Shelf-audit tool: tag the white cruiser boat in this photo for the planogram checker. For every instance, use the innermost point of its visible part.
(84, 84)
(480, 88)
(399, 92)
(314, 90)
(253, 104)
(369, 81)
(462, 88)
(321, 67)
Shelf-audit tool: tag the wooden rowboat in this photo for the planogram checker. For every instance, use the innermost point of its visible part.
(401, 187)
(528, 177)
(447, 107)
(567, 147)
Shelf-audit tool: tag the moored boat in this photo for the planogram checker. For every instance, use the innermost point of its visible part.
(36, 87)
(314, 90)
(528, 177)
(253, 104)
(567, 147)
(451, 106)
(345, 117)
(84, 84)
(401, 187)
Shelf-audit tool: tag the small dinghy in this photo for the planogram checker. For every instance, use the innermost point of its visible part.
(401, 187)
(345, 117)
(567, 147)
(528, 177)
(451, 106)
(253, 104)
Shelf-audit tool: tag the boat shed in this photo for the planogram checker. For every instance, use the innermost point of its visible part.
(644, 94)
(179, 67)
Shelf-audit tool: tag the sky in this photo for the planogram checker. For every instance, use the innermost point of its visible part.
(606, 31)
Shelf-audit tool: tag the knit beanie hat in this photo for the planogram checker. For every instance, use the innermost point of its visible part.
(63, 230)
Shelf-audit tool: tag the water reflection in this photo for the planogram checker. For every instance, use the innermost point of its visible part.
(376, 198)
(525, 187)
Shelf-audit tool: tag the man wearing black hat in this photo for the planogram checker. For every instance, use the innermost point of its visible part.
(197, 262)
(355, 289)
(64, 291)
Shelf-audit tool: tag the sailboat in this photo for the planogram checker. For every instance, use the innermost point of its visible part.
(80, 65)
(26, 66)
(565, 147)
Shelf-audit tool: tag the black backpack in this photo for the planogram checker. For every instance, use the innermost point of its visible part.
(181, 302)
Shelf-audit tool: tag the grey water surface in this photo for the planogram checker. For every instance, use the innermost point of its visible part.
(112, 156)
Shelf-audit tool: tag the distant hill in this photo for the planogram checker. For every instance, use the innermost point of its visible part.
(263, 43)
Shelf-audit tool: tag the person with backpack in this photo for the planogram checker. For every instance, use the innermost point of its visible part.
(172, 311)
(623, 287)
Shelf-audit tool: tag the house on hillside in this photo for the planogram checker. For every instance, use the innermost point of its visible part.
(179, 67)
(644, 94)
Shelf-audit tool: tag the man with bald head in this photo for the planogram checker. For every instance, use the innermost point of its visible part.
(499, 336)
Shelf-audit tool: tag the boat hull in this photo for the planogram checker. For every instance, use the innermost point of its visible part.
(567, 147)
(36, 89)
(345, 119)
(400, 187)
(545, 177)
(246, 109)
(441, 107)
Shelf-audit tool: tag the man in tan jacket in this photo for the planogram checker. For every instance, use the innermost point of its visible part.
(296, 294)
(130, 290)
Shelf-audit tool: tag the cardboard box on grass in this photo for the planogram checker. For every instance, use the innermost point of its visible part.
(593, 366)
----
_Exercise goal_
Give the records again, complete and exact.

_Response for this exercise_
Shelf-audit tool: tag the white cruiser boat in this photo for the planogram checker. For every instance, use the innermost point of its visible part.
(84, 84)
(480, 88)
(399, 92)
(314, 90)
(253, 104)
(369, 81)
(462, 88)
(321, 67)
Shelf-audit tool: tag the wooden rowboat in this photo for the planogram checker. For every instance, use the innermost point of its visible part.
(401, 187)
(528, 177)
(447, 107)
(567, 147)
Shelf-audit tool: tag the moored boat in this photo for the planogram checker. For every instance, use the innermost point of its visible part.
(36, 87)
(314, 90)
(528, 177)
(253, 104)
(567, 147)
(451, 106)
(345, 117)
(84, 84)
(401, 187)
Shelf-audit tool: tag the small dinghy in this photo for the planogram checker. For every instance, use the innermost point of its visible part.
(401, 187)
(345, 117)
(567, 147)
(528, 177)
(451, 106)
(253, 104)
Shelf-audit tool: tag the boat shed in this photo for the planogram checker. For every instance, use the innermost point of its visible part.
(644, 94)
(179, 67)
Shelf-audit tool: tag the sky in this photo for the planogram checker. For every instance, use the innermost point of its visible part.
(606, 31)
Shelf-audit tool: tag the knit beanie hat in this photo for the planogram checker. For every instance, use the innermost point of its visible part.
(63, 230)
Shelf-audit tool: tag the water reflection in this photo for the planogram checker. For every instance, use the innermost point of its visible part.
(376, 198)
(525, 187)
Shelf-audit tool: tag the man wearing black hat in this photo for the planogram checker. For every instance, use the innermost point of its visible part.
(197, 262)
(355, 289)
(64, 291)
Shelf-audit tool: tag the sailboat in this photo for the planogram checker. For every instance, use the innermost point of its visible part.
(80, 65)
(26, 66)
(565, 147)
Shelf-audit tool: tag the black backpack in this photo for the planogram checker. For every instance, use the innermost point of its visible part.
(181, 302)
Shelf-audit tool: tag the grey water surface in this photo for the planogram checker. For every instance, use the innermost point of its visible part.
(112, 156)
Shelf-audit tool: tag the distant hill in this photo for the planogram checker. For every instance, use the innermost point of its visible part.
(263, 43)
Shelf-audit tool: tag the person with backpack in this photo for the planogram checker. For every instance, use the innermost point of its visible part.
(172, 311)
(623, 287)
Shelf-audit tool: tag the house on hillside in this photo for the planogram checker. For every instance, use the innermost point of its visible part.
(179, 67)
(644, 94)
Shelf-audit tool: tag the man with bald head in this photo for the planogram checker. For every instance, use the innermost point of its visible part.
(499, 336)
Shelf-audit tool: tag the boat hull in this photo for the planogram checker. For every instance, use the innermost point of its visible part.
(567, 147)
(36, 89)
(345, 119)
(400, 187)
(545, 177)
(246, 109)
(441, 107)
Shelf-audit tool: tag the man in tan jacket in this photo for the planogram checker. For every instance, use the innermost point of its visible part.
(296, 294)
(130, 290)
Shelf-audit tool: tag the cardboard box on grass in this photo for the planogram checker. For every instance, use the innermost point of its visible part.
(593, 366)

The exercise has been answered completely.